Repeat the listing exactly. The images do not belong in the copy.

Given data section start

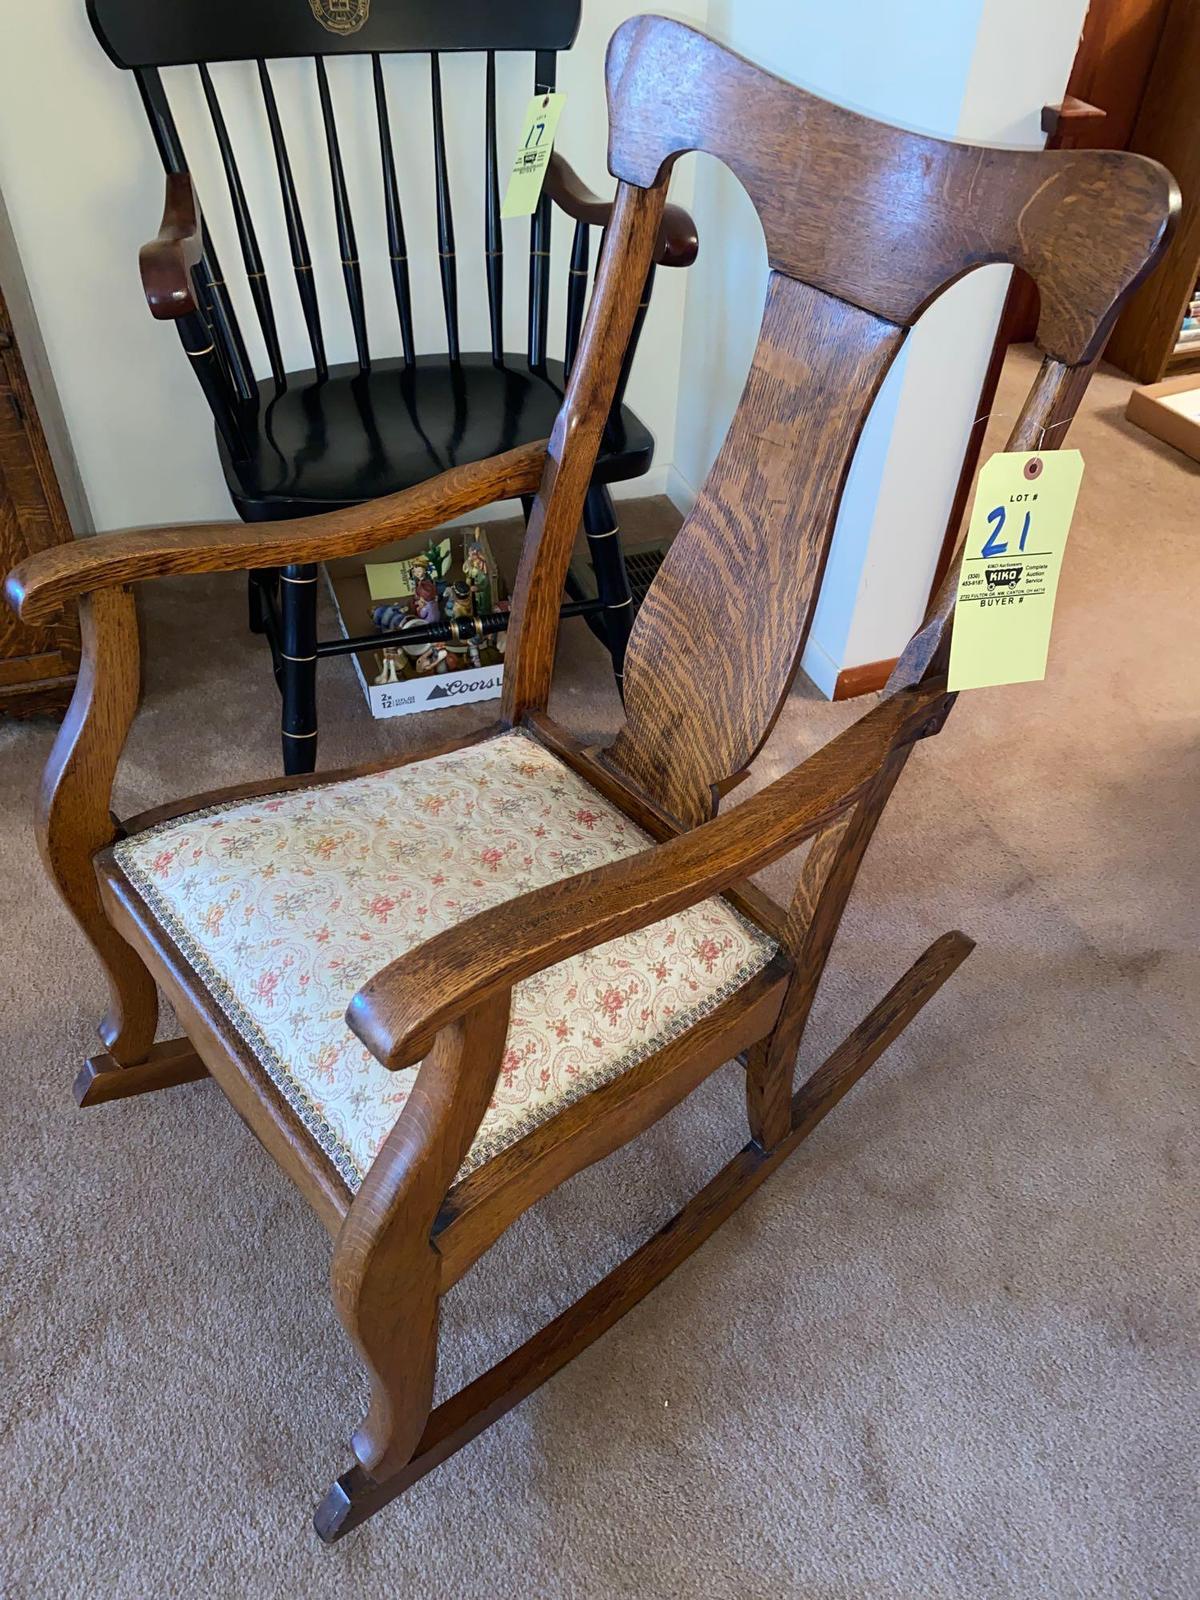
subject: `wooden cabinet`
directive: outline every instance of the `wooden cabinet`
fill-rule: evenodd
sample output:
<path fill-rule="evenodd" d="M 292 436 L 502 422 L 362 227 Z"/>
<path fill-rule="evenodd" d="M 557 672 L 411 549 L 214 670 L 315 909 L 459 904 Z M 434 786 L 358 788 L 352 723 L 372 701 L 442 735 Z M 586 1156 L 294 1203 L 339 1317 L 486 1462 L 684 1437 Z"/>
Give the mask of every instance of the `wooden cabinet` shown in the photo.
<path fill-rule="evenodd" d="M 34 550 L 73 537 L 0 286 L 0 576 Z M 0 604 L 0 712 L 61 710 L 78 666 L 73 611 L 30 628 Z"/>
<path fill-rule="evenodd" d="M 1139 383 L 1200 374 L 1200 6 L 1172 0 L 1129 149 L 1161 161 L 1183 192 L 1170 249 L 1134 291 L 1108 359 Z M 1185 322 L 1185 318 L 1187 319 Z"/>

Given data section end

## Exercise result
subject: `wooden cabinet`
directive: outline every instance of the `wooden cabinet`
fill-rule: evenodd
sample output:
<path fill-rule="evenodd" d="M 292 436 L 502 422 L 362 227 Z"/>
<path fill-rule="evenodd" d="M 557 672 L 411 549 L 214 670 L 315 909 L 459 904 Z M 434 786 L 358 788 L 352 723 L 372 701 L 442 735 Z M 586 1156 L 294 1203 L 339 1317 L 486 1462 L 684 1437 Z"/>
Give the mask of every instance of the `wooden cabinet` shown in the photo.
<path fill-rule="evenodd" d="M 34 550 L 73 537 L 0 286 L 0 576 Z M 0 604 L 0 712 L 61 710 L 78 666 L 73 611 L 30 628 Z"/>
<path fill-rule="evenodd" d="M 1139 383 L 1200 374 L 1200 6 L 1172 0 L 1129 149 L 1161 161 L 1183 192 L 1170 249 L 1134 291 L 1108 359 Z M 1185 322 L 1185 318 L 1187 319 Z"/>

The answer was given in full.